Short exercise 1: Based on the Ruby mutex bug thread below, do these statements agree with it? (a) Eric Wong was able to reproduce the problem. (b) The proposed patch changes the file thread_sync.c. (c) The bug is said to be easier to hit in version 2.5. For each, answer yes or no and quote the deciding words from the thread.

* begin Extract *

Nextly, I will try the same code with limited CPU cores, and will try
patching vm_core.h.

#7 [ruby-core:87526] Updated by normalperson (Eric Wong) 3 months ago

hirura hirura@gmail.com wrote:

Nextly, I will try the same code with limited CPU cores, and will try
patching vm_core.h.

Thanks. I'm failing to reproduce the problem on my end.
I also got my netbook to overheat, but that's not Ruby's fault :x

#8 [ruby-core:87529] Updated by normalperson (Eric Wong) 3 months ago

mofezilla@gmail.com wrote:

https://bugs.ruby-lang.org/issues/14841

I think the problem is mutex->th may be altered by
RUBY_VM_CHECK_INTS_BLOCKING(th->ec), and we miss
a point where "mutex->th = 0;"

Can you test?

 --- a/thread_sync.c
 +++ b/thread_sync.c
 @@ -272,6 +272,7 @@ rb_mutex_lock(VALUE self)
        list_add_tail(&mutex->waitq, &w.node);
        native_sleep(th, timeout); /* release GVL */
        list_del(&w.node);
 +      RUBY_VM_CHECK_INTS_BLOCKING(th->ec);
        if (!mutex->th) {
        mutex->th = th;
        }
 @@ -289,8 +290,6 @@ rb_mutex_lock(VALUE self)
        th->vm->sleeper--;

        if (mutex->th == th) mutex_locked(th, self);
 -
 -      RUBY_VM_CHECK_INTS_BLOCKING(th->ec);
    }
 }
 return self;

I think the bug existed in <2.4, but 2.5 made it easier-to-hit.

* end Extract *
* begin Provided data *

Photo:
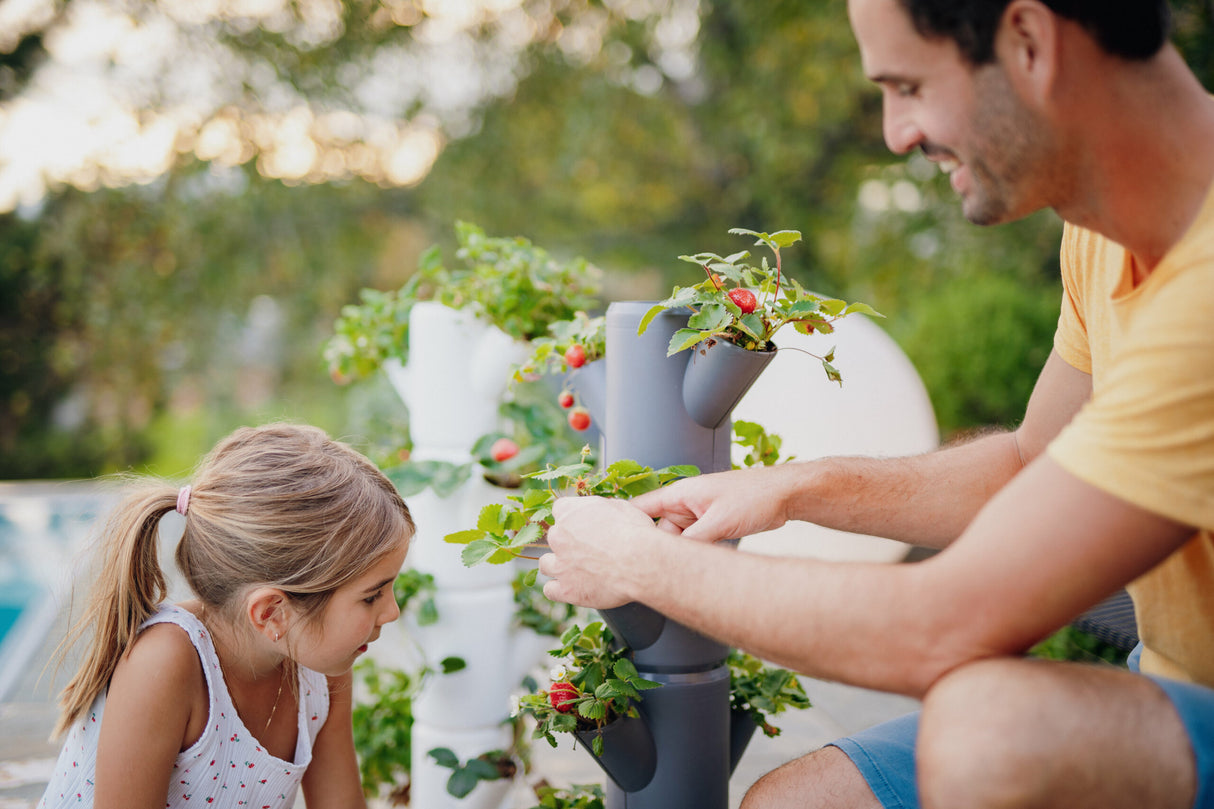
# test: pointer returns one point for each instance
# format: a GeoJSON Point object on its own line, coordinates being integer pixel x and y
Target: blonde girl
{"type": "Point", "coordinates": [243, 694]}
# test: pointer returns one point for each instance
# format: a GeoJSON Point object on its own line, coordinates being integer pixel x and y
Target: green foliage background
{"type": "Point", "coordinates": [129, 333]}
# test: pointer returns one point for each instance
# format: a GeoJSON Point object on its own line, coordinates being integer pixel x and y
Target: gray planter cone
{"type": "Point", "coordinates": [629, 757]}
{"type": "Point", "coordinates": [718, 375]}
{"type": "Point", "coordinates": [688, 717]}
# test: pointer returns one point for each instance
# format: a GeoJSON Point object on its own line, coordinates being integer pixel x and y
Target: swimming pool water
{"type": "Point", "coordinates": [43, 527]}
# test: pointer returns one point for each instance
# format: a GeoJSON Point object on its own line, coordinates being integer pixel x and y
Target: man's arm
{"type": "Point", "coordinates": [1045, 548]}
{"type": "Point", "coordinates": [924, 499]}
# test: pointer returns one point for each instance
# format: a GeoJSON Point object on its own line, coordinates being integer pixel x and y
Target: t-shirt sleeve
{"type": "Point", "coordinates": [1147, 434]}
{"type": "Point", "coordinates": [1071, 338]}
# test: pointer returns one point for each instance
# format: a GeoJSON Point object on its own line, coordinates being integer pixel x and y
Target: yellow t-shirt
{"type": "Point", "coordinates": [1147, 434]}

* end Provided data *

Short exercise 2: Rewrite the listing above, substituting "Object" for every "Target" and keeping everything else the same. Leave the pictures out.

Written solution 1:
(a) No: "I'm failing to reproduce the problem on my end."
(b) Yes: "--- a/thread_sync.c"
(c) Yes: "2.5 made it easier-to-hit"

Written solution 2:
Photo:
# test: pointer returns one point for each instance
# format: a GeoJSON Point object on its own line, coordinates being integer pixel x and y
Object: blonde girl
{"type": "Point", "coordinates": [243, 694]}
# test: pointer returns one point for each instance
# format: a GeoJSON Point object on its own line, coordinates being integer pixel x and y
Object: green foliage background
{"type": "Point", "coordinates": [129, 333]}
# test: pointer returns one point for each instance
# format: a GeoJSON Point object on its own line, coordinates being integer pixel x and y
Object: gray planter cone
{"type": "Point", "coordinates": [629, 757]}
{"type": "Point", "coordinates": [718, 375]}
{"type": "Point", "coordinates": [688, 717]}
# test: pointer returns one point for each instance
# format: a GeoJSON Point object on its own line, coordinates being integer pixel x and y
Object: swimming pool water
{"type": "Point", "coordinates": [43, 527]}
# test: pointer returns one point for each instance
# format: a GeoJSON Point object on its own line, coordinates being integer pixel x and y
Object: man's arm
{"type": "Point", "coordinates": [1045, 548]}
{"type": "Point", "coordinates": [924, 499]}
# test: pointer returns one point for each instance
# format: a GeoJSON Point object on its own line, coordinates being integer pixel x and y
Object: t-shirt sleeve
{"type": "Point", "coordinates": [1147, 434]}
{"type": "Point", "coordinates": [1071, 338]}
# test: pointer returns one point for each instance
# format: a GeoJSON Point object on its own line, coordinates being integer pixel x and y
Object: yellow t-shirt
{"type": "Point", "coordinates": [1147, 434]}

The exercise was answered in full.